◆ EXTRACTED RECORDS
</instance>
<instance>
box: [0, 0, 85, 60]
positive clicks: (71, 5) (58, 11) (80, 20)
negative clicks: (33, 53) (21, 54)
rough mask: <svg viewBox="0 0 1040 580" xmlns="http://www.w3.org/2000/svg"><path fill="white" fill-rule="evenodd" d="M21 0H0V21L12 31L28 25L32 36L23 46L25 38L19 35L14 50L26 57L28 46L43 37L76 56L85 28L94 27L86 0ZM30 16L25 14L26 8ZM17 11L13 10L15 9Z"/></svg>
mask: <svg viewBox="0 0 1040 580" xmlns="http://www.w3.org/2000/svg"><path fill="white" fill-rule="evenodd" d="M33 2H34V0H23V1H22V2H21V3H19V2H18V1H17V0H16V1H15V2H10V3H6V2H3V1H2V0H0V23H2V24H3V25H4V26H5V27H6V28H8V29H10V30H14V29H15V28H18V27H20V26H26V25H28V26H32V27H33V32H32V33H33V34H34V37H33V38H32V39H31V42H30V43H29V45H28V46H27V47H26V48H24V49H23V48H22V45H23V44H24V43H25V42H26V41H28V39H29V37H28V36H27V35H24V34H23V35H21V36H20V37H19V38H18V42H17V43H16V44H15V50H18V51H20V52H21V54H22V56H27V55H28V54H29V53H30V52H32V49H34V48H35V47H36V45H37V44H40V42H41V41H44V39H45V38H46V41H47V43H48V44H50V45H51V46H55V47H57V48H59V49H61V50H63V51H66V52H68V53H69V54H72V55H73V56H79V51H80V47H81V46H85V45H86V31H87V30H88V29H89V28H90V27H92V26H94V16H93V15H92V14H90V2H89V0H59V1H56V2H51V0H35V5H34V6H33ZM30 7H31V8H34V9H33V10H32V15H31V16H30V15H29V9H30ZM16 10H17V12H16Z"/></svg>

* * *

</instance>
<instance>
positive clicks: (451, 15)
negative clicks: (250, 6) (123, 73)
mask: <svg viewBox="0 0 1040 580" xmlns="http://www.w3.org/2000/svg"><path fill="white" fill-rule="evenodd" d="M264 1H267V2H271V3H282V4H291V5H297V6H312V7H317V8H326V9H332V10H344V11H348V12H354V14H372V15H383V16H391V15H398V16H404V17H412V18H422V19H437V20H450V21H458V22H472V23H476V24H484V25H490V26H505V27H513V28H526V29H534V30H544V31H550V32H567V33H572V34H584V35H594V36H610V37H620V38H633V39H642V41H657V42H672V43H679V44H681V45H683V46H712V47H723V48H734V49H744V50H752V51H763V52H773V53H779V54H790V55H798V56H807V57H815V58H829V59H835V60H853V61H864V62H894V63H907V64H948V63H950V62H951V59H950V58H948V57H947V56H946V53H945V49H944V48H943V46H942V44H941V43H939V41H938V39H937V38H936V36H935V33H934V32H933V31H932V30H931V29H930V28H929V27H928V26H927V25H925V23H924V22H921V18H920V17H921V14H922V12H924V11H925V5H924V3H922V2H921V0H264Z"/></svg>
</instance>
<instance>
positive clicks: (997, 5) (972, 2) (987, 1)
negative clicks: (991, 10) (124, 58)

◆ EXERCISE DIRECTIONS
Where in the records above does the word "positive" appear? Copy each line that holds it.

◆ THE COMPLETED TASK
positive clicks: (71, 5) (58, 11) (80, 20)
positive clicks: (451, 15)
positive clicks: (997, 5) (972, 2) (987, 1)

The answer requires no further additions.